- TO BE DONE -
Each record must be retyped in full. No character may differ.

* Begin *

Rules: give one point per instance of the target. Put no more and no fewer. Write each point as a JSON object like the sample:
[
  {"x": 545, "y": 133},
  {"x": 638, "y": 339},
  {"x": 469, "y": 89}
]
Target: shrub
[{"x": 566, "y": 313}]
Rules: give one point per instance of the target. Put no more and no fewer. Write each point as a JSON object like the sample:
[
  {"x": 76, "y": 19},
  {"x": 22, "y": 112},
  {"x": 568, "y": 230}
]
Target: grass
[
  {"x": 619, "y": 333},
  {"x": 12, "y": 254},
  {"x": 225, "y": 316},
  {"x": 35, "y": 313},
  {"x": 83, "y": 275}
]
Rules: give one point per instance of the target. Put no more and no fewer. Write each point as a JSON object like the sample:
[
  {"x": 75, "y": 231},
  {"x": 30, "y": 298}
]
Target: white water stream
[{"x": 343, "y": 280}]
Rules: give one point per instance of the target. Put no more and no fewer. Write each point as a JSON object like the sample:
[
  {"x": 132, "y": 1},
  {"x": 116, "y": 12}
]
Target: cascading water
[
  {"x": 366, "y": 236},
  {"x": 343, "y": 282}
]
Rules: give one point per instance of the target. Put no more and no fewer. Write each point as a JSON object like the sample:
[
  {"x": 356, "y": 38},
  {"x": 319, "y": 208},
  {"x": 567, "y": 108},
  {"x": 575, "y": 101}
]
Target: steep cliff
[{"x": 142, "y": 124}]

* End *

- SOLUTION FOR THIS TASK -
Rules: give one point per instance of the target. Put no more and no fewer. Write each point as a JSON object like the sample:
[
  {"x": 545, "y": 133},
  {"x": 638, "y": 339},
  {"x": 469, "y": 89}
]
Target: shrub
[{"x": 566, "y": 313}]
Rules: give one point per instance of the target. Put no more and no fewer. Write each point as a JSON object like the sample:
[
  {"x": 76, "y": 19},
  {"x": 22, "y": 112},
  {"x": 568, "y": 230}
]
Target: grass
[
  {"x": 619, "y": 333},
  {"x": 12, "y": 254},
  {"x": 225, "y": 316},
  {"x": 35, "y": 313},
  {"x": 83, "y": 275}
]
Rules: give one point per instance of the target. Put no more and no fewer. Write each point as a JSON object like the sample:
[
  {"x": 75, "y": 231},
  {"x": 30, "y": 298}
]
Target: white water stream
[{"x": 343, "y": 280}]
Rules: give one point per instance of the target. Put no more and no fewer. Write each point as a JSON object like the sample:
[
  {"x": 132, "y": 1},
  {"x": 116, "y": 12}
]
Target: cascading water
[
  {"x": 366, "y": 236},
  {"x": 343, "y": 282}
]
Rules: give one point per instance of the target. Put no more and no fewer. Write each point as a JSON object like the sample:
[
  {"x": 356, "y": 38},
  {"x": 319, "y": 208},
  {"x": 567, "y": 108},
  {"x": 575, "y": 101}
]
Target: steep cliff
[{"x": 142, "y": 124}]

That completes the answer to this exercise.